#### [Supplied passage]
* * *
I think this is only a problem in the primitive orthorhombic system (at least I assume people don't want hexagonal axes along a, A & B centred lattices etc, although there is no reason in principle why not).

Following some earlier discussions with Ian, Pointless now honours (and preserves) a reference file (HKLREF) in eg P 2 21 21, and also explicit reindex operations, but an initial indexing will still enforce the "standard" setting eg P 21 21 2, because I accept the "reference" setting from the cctbx library

ie suppose you have a crystal which when indexed with a <= b <= c and Pointless decides unambiguously for the sake of argument) that the axis along a is a 2-fold and the other two are 2(1) screws, ie space group P 2 21 21.

At present this will be reindexed to the "standard" setting P 21 21 2, but is that what you want, or should it be left as a<b<c? Which criterion takes precedence?

Phil


On 19 Sep 2007, at 17:54, Ian Tickle wrote:

Hi Sue

It's certainly true that the convention in the 1935 and 1952 editions of IT Volume 1 *appeared* to be the 'standard setting' convention that you describe because only the 'standard' settings were listed, and this was
the way that many crystallographers interpreted it (actually only
macromolecular crystallographers, the small molecule people stick to the IUCr convention), so this is probably where you're coming from. However
the 1983 edition of Volume A clarified the situation and made it clear
that this was never the intention, so all the conventional settings are
now shown on the SG diagram pages.  P22121 & P21221 certainly are
defined in IT Vol. A - look on the diagram page for SG no. 18 & you'll
see them.
* * *
#### [Supplied material]
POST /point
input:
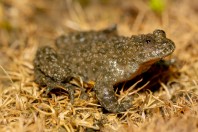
* * *
#### [What is asked]
1) Which editions of the International Tables does the space group settings discussion mention? List each with its year.
2) Extend the space group settings discussion, picking up right after its final sentence.

#### [Task results]
1)
- The 1935 edition of IT Volume 1
- The 1952 edition of IT Volume 1
- The 1983 edition of Volume A

2)
The 'standard symbol' for a space group is merely the heading on the
page used only for indexing purposes, so space groups P22121, P21221 and
P21212 all have the same standard symbol P21212; hence the standard
symbol is not unique and can't be used to unambiguously define the space
group.  The 'standard setting' is merely the space group setting that
has the same name as the standard symbol. Even if that weren't true do
we really want to be still sticking to a convention that was abandoned
25 years ago and doesn't a later convention override an earlier one
anyway?

Actually the convention in use is not the issue anyway, I don't care
which convention is used as long as all programs use the same
convention! - then I'll never need to permute axes (just as
fundamentally I don't care which co-ordinate format is used as long as
all programs use the same one, then I'll never need to reformat).  So
Mosflm uses the IUCr convention (i.e. a<=b<=c for primitive
orthorhombic), and therefore any program which doesn't support that
convention for any space group forces you to permute the axes completely
unnecessarily.

-- Ian

-----Original Message-----
From: Sue Roberts [mailto:[EMAIL PROTECTED]
Sent: 19 September 2007 16:38
To: Ian Tickle
Subject: Re: [ccp4bb] arp/warp in p22121

Hi Ian

But there's an older convention, which is to use the space groups
settings defined in the International Tables - and  P22121 is not a
standard setting.

Sue


On Sep 19, 2007, at 8:18 AM, Ian Tickle wrote:

I'm confused now, sticking to the IUCr convention should not
require any
axis permutation.  My beef is specifically against unnecessary axis
permutations!  Surely it's when the program doesn't support the
convention that you are forced to permute the axes?

Besides I did solve a structure in P22121 with Phaser so
I'm even more
confused!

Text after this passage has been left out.